> **Exercise task**:
List each line of the records below that contains the word "blue", copying every such line in full.

> **Data lines**:
□ □ □ □ □ □ □

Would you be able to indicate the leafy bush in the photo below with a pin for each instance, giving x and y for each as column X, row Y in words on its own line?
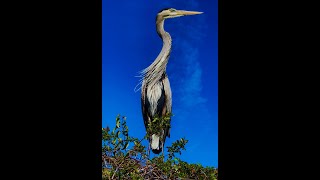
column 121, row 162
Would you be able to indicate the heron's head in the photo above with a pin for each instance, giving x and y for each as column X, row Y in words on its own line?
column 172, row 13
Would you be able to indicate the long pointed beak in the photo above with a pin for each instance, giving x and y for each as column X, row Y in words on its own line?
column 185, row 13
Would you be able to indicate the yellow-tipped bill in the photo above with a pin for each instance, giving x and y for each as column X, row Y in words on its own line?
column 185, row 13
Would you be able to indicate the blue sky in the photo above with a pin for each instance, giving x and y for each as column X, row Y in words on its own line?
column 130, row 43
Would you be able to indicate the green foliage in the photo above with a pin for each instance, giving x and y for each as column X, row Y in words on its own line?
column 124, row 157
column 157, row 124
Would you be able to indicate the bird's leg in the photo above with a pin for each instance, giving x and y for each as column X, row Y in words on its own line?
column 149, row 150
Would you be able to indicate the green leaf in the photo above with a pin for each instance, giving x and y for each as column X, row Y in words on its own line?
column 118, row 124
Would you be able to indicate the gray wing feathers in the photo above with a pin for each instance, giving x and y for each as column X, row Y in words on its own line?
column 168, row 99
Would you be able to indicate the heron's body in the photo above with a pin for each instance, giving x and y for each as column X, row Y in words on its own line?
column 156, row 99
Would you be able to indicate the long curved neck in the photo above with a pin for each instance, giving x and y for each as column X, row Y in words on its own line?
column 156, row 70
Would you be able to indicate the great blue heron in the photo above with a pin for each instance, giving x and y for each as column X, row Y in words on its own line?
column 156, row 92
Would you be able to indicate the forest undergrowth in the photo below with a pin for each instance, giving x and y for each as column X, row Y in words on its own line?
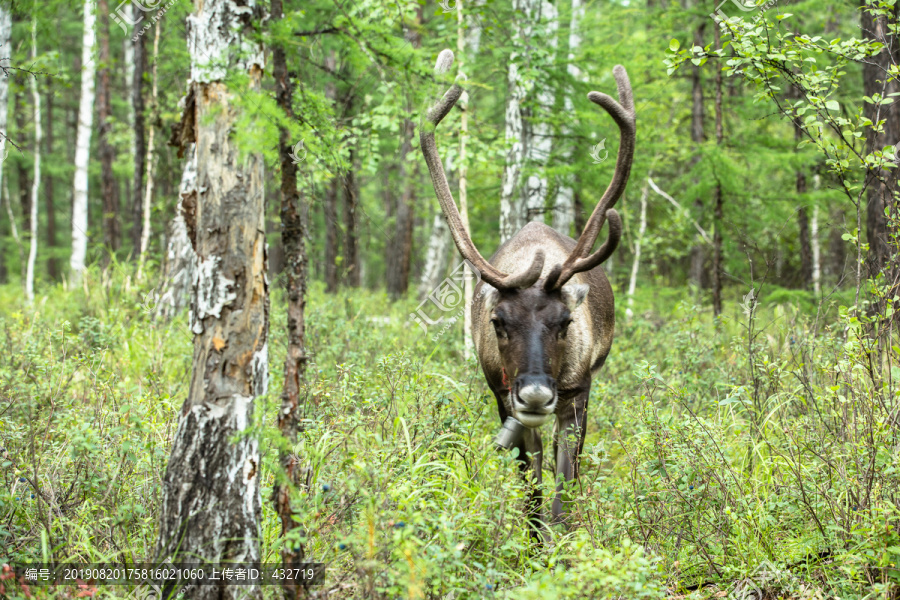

□ □ □ □ □ □ □

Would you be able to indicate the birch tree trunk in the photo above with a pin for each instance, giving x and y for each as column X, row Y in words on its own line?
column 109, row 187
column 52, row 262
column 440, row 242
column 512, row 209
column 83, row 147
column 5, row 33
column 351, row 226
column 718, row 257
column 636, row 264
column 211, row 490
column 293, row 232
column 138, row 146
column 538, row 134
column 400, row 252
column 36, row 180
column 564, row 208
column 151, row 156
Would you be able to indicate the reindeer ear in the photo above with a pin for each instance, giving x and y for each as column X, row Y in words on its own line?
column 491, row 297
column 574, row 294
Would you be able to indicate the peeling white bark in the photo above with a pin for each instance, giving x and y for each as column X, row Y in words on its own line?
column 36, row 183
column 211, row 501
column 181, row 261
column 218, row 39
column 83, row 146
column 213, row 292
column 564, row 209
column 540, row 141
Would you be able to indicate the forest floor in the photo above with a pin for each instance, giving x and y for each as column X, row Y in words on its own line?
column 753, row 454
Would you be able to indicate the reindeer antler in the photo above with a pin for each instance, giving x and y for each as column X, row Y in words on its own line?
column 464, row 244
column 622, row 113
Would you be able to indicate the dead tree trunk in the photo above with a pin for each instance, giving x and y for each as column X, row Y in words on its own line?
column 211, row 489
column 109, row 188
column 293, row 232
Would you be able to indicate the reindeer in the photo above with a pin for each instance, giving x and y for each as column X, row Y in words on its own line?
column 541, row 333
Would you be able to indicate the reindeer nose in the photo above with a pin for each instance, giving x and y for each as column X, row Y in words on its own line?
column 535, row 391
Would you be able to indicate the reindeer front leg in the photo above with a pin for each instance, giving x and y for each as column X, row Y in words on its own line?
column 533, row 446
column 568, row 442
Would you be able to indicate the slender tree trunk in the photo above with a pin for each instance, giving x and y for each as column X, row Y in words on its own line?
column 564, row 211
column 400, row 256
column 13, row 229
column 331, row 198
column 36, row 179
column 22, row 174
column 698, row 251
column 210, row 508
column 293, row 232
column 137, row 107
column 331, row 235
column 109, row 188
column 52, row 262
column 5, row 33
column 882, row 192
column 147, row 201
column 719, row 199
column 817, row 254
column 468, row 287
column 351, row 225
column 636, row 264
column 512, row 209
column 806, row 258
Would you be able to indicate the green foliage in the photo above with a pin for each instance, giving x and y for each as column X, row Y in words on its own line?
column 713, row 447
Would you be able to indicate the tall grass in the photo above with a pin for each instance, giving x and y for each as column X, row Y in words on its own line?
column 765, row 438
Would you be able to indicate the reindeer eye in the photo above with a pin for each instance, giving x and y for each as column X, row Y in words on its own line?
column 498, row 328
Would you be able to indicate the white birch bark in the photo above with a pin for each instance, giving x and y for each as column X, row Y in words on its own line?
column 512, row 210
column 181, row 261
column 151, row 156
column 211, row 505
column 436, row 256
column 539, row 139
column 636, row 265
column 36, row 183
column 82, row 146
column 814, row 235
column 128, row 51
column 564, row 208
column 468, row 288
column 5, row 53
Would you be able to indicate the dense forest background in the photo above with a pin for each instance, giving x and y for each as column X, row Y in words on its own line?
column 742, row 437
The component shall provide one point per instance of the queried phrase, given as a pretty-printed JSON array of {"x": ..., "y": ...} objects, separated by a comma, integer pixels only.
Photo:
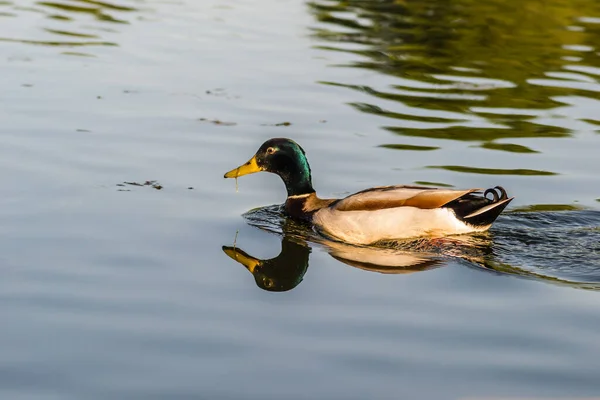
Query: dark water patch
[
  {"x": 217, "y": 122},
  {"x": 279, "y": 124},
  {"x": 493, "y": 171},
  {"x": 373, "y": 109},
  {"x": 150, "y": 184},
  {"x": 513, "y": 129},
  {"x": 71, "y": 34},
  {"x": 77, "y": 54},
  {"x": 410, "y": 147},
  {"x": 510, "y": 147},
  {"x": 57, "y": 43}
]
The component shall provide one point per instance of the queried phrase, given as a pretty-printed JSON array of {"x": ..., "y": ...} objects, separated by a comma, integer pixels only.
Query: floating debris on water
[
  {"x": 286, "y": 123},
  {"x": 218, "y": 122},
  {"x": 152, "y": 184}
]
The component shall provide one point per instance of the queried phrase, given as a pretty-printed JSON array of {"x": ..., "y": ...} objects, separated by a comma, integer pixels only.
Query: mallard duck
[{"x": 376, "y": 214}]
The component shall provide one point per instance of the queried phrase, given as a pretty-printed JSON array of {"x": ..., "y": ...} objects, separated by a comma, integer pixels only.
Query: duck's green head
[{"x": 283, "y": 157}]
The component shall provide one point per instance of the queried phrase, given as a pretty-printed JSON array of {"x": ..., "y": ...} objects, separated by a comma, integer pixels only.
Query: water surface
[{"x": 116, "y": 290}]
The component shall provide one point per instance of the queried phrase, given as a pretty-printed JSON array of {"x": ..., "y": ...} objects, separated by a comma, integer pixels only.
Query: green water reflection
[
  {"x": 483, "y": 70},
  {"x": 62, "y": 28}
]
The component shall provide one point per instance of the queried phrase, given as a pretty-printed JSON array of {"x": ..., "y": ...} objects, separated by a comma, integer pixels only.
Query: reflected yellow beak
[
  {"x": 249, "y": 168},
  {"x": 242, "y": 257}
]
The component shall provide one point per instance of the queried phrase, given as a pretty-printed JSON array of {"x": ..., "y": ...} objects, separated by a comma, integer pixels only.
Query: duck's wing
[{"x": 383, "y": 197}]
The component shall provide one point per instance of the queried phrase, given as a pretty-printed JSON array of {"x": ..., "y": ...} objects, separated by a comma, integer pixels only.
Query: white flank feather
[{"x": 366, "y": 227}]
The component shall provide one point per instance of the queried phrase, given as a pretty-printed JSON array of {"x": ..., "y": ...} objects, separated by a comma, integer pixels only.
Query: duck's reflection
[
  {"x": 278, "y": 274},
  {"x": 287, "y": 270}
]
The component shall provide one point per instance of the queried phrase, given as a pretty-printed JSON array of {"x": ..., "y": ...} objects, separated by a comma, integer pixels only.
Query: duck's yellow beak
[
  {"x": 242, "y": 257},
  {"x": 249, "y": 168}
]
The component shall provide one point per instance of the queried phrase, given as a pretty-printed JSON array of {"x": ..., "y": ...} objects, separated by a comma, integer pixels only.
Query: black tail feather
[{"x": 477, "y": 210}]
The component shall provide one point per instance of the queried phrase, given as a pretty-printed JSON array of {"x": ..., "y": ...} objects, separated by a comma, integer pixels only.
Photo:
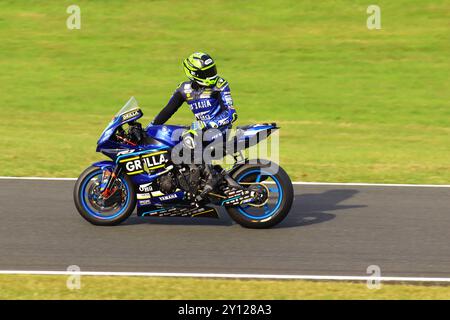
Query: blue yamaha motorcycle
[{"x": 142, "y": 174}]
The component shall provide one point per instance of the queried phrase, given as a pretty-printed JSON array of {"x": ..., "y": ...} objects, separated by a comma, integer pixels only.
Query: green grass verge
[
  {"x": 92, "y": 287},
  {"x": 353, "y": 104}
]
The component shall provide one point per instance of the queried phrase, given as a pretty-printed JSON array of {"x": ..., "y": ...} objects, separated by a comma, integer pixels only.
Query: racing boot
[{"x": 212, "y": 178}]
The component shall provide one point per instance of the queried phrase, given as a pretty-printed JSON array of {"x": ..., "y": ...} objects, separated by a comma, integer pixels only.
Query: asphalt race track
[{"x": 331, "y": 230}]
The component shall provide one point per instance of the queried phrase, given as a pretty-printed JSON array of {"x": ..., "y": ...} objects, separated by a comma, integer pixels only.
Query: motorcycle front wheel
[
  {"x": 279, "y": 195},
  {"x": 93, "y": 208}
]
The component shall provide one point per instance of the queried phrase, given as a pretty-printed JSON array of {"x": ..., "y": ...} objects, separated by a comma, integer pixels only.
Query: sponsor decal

□ □ □ □ □ □ □

> **Solved exercise**:
Would you be able to indicate the blue sky in the photo above with a pin for each instance, giving x and y for each as column X, row Y in words on its own line?
Would you be able to indicate the great blue heron in the photo above with a pin for each instance, giving x and y for each as column X, row Y in words on its own line?
Query: blue yamaha motorcycle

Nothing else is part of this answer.